→ PROBLEM: Display each line of the entries that contains the string "truck".

→ Rows from a pointing dataset:
____

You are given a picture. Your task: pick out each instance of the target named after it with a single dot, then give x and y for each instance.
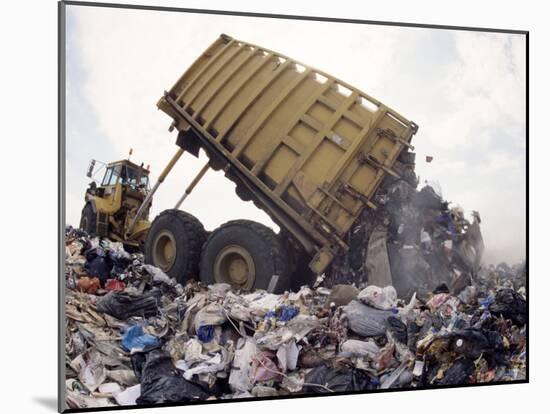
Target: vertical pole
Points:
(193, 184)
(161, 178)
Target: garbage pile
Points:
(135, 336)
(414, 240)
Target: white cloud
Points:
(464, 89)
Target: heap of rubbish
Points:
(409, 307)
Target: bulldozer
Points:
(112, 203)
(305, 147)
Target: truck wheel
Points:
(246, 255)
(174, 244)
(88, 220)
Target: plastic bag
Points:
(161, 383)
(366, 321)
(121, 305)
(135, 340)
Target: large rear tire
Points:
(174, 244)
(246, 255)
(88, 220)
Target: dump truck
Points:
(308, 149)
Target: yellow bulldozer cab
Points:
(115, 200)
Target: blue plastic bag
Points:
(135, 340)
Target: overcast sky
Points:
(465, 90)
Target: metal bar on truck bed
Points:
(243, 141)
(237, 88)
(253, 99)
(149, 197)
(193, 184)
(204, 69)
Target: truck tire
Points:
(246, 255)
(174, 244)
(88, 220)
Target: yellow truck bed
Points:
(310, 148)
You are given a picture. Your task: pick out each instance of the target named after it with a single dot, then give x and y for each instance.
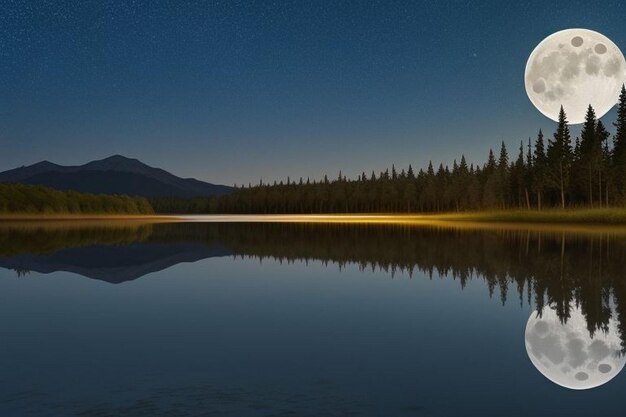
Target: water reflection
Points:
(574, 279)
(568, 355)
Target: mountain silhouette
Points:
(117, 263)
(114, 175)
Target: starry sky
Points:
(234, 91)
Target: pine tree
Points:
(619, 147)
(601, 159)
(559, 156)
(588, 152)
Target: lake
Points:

____

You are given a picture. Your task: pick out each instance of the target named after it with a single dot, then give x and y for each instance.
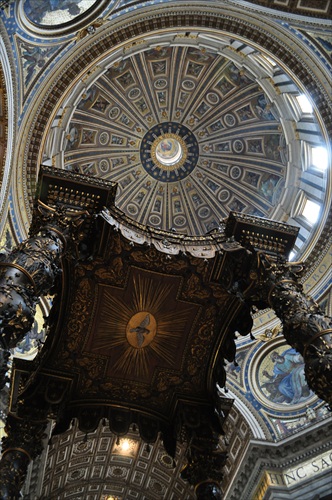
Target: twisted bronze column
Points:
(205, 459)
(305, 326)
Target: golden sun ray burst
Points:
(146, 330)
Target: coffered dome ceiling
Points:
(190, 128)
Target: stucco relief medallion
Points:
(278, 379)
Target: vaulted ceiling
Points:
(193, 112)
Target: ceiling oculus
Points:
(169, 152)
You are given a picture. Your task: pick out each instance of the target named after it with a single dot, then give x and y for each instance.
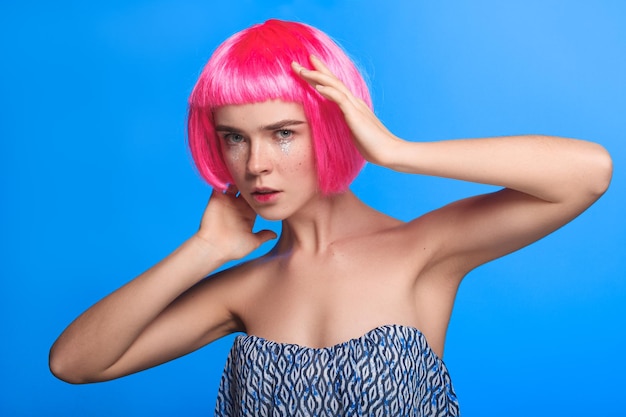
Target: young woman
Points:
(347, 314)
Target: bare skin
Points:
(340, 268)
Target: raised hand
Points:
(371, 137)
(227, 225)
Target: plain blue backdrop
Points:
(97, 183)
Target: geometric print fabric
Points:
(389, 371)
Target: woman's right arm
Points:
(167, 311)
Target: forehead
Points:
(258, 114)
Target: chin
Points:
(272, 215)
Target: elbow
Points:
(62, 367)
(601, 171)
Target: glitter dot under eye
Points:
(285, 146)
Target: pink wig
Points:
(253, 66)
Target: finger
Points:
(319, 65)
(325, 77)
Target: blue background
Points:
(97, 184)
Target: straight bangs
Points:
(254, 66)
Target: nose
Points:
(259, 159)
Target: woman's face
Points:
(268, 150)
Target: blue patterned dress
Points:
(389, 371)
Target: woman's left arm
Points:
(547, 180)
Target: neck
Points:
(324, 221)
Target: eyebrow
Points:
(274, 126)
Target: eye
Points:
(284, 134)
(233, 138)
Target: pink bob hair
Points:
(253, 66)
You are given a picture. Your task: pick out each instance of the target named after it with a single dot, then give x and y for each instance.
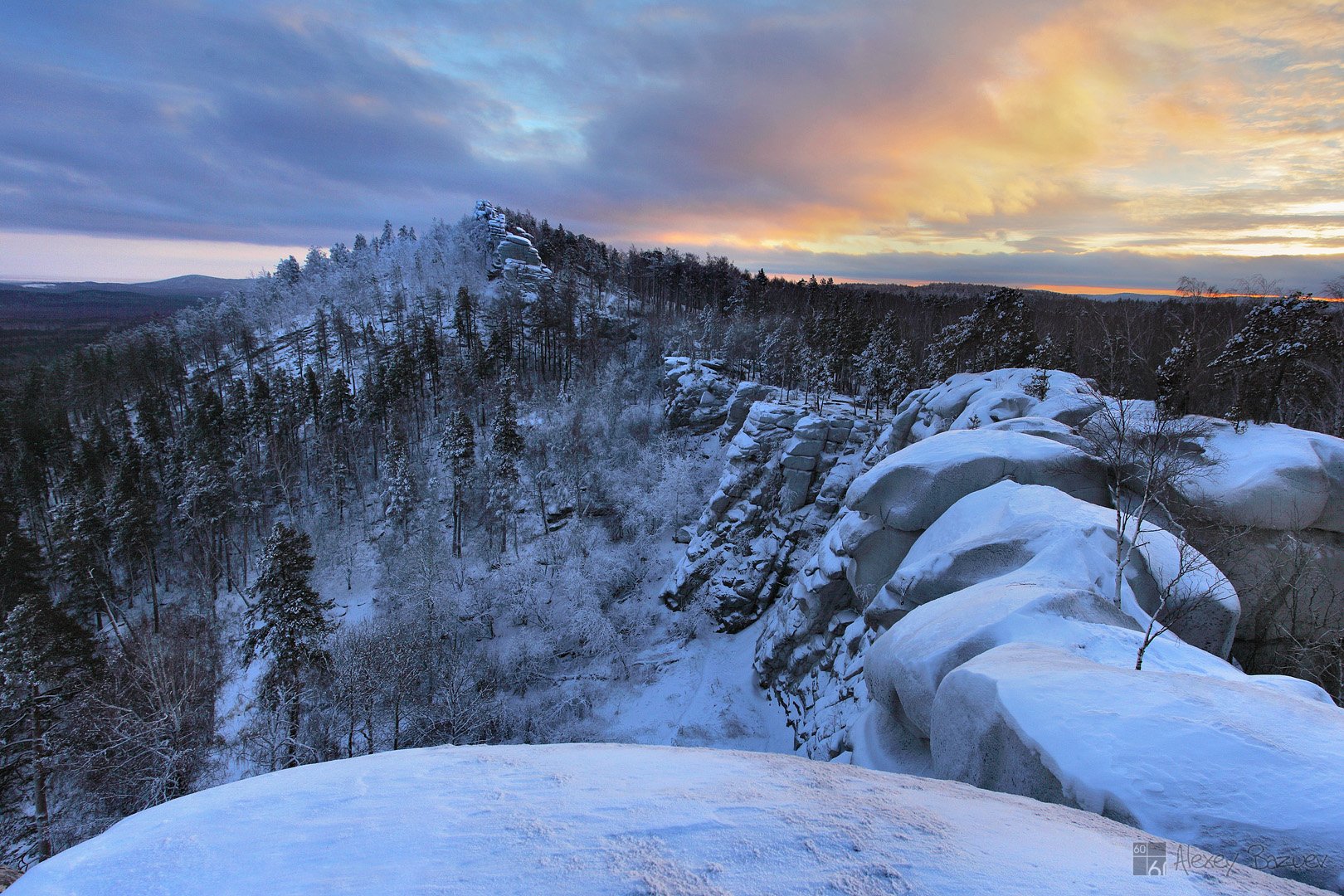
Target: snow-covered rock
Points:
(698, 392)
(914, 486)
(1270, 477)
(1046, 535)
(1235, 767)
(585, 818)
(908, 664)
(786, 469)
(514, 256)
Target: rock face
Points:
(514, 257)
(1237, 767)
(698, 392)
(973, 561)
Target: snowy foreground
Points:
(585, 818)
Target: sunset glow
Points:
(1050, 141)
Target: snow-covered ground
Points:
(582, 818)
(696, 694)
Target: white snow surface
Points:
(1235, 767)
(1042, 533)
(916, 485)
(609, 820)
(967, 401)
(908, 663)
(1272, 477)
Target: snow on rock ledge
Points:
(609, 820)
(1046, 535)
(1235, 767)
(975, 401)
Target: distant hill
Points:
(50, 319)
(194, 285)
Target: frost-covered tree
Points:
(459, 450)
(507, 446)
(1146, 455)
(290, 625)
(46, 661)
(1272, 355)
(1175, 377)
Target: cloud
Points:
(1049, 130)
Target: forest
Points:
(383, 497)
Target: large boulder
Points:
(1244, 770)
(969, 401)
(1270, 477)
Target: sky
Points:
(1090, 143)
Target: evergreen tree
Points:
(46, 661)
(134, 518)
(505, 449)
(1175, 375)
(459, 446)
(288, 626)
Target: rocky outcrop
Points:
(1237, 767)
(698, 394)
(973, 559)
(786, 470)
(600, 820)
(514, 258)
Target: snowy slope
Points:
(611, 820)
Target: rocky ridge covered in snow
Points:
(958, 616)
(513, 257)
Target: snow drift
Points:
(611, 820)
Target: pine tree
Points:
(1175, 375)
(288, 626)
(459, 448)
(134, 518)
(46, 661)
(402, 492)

____

→ RESPONSE TO THIS TASK:
Target: truck wheel
Target: dump truck
Target: metal bar on truck bed
Target: truck tire
Target: yellow truck bed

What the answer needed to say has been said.